The input:
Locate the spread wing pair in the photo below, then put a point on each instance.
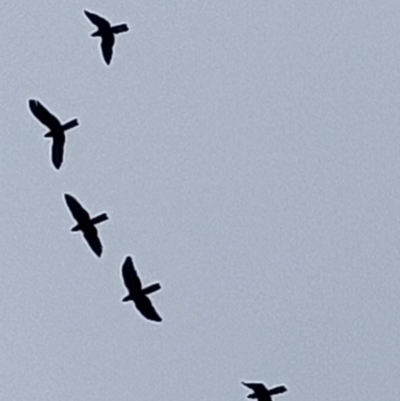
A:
(137, 294)
(262, 393)
(56, 130)
(86, 224)
(106, 32)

What to do:
Omit pictures; set down the rest of the material word for word.

Task result:
Locate the spread wing pair in the photo below, then put a point on each instance.
A:
(137, 294)
(262, 393)
(56, 130)
(86, 224)
(106, 32)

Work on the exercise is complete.